## EXERCISE
Count lines with "dark" below; give only the number.

*** GIVEN RECORDS ***

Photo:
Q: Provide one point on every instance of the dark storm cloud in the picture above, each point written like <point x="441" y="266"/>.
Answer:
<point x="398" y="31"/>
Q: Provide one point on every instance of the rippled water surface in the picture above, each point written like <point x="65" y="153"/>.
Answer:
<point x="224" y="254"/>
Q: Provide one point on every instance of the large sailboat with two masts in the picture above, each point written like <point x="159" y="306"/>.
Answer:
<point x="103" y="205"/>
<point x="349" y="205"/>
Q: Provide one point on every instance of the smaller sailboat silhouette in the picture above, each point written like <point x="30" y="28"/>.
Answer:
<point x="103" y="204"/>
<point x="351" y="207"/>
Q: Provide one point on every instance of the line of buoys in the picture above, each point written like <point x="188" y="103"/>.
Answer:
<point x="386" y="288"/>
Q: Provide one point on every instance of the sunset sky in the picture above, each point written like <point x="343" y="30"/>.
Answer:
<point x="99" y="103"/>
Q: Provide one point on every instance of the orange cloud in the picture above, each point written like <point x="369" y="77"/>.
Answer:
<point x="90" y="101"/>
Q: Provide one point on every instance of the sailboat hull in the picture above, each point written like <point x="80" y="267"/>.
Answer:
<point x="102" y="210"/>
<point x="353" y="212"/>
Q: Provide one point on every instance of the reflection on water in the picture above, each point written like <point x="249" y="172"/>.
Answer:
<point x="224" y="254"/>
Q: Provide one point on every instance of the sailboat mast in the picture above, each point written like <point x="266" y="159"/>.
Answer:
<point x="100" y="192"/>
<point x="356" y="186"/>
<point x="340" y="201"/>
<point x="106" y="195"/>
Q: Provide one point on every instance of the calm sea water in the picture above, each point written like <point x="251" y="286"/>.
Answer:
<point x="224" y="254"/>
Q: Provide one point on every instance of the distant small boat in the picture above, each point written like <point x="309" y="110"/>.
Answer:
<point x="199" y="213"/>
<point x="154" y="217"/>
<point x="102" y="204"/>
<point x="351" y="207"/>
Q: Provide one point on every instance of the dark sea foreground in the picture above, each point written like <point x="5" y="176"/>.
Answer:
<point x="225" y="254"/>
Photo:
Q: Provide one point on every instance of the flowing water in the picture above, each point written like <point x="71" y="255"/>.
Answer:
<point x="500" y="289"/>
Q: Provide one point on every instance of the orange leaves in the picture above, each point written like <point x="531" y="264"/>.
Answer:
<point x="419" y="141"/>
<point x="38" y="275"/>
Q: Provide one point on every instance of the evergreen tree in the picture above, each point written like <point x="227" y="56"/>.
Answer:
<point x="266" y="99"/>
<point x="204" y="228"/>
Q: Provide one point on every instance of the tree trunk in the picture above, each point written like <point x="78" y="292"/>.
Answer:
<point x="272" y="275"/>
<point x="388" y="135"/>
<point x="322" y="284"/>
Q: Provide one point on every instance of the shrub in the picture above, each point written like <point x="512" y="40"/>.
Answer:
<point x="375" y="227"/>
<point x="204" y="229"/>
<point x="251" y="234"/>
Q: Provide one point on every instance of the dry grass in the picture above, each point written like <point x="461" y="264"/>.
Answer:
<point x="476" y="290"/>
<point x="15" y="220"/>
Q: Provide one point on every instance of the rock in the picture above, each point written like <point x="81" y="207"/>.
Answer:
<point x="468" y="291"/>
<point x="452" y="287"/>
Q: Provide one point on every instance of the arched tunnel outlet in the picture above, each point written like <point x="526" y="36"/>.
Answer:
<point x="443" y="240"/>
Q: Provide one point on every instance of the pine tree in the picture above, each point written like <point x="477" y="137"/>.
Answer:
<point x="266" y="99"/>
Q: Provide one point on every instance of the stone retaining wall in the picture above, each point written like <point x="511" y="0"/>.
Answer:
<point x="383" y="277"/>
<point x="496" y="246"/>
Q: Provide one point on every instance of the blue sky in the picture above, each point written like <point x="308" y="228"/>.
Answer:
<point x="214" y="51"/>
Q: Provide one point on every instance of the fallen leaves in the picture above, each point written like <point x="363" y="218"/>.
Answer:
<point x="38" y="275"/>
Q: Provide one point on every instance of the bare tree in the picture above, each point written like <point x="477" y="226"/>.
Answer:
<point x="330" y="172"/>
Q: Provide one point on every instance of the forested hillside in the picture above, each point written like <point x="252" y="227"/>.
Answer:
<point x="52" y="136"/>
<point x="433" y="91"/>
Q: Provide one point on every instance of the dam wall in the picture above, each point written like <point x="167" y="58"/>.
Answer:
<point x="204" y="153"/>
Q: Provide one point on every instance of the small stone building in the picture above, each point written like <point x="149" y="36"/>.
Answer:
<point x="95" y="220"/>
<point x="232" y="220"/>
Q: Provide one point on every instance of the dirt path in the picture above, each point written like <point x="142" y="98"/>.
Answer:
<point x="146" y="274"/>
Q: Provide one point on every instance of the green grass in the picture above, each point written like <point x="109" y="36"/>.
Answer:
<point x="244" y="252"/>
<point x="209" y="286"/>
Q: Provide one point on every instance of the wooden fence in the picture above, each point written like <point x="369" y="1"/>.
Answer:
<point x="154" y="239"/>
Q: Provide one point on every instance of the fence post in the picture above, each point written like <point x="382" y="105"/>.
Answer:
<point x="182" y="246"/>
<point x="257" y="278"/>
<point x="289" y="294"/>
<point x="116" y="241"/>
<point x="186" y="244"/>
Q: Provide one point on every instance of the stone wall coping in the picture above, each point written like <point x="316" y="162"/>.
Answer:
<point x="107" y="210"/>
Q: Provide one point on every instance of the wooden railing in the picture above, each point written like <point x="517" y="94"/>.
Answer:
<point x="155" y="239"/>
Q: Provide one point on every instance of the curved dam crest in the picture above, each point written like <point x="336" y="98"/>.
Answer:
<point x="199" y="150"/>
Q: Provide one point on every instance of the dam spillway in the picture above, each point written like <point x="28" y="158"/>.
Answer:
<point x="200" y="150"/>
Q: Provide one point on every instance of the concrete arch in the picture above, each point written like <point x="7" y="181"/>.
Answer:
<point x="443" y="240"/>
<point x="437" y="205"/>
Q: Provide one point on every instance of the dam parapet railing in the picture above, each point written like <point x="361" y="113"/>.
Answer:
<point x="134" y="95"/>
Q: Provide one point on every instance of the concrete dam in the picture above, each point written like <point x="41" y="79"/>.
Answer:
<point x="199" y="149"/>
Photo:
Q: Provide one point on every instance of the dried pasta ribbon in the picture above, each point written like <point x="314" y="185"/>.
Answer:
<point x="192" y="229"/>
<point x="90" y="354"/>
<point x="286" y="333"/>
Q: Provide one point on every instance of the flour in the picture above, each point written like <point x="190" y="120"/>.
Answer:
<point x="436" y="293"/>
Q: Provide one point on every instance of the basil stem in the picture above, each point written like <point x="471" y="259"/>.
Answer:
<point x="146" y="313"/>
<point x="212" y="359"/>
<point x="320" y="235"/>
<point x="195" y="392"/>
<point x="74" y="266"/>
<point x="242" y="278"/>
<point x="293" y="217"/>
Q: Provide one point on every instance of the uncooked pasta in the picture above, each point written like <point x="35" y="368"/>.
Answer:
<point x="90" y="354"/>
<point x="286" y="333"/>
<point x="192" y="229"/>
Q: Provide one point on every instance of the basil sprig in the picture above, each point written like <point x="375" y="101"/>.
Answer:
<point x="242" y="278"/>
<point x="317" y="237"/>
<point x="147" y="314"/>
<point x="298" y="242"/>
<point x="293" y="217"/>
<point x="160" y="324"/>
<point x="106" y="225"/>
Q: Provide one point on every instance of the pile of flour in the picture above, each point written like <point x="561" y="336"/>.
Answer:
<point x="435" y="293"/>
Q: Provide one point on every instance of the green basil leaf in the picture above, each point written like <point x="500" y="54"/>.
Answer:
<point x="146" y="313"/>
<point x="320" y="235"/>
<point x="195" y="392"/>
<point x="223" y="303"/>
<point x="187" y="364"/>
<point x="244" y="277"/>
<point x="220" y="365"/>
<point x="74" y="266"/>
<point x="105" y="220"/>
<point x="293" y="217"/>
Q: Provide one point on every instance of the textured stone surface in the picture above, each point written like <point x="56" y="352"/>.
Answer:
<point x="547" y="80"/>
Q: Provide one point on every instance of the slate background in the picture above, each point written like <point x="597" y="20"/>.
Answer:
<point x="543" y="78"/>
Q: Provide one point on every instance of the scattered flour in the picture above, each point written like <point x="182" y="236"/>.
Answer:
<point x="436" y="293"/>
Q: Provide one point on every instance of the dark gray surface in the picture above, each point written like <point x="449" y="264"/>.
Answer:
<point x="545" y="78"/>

***

## FINISHED EXERCISE
3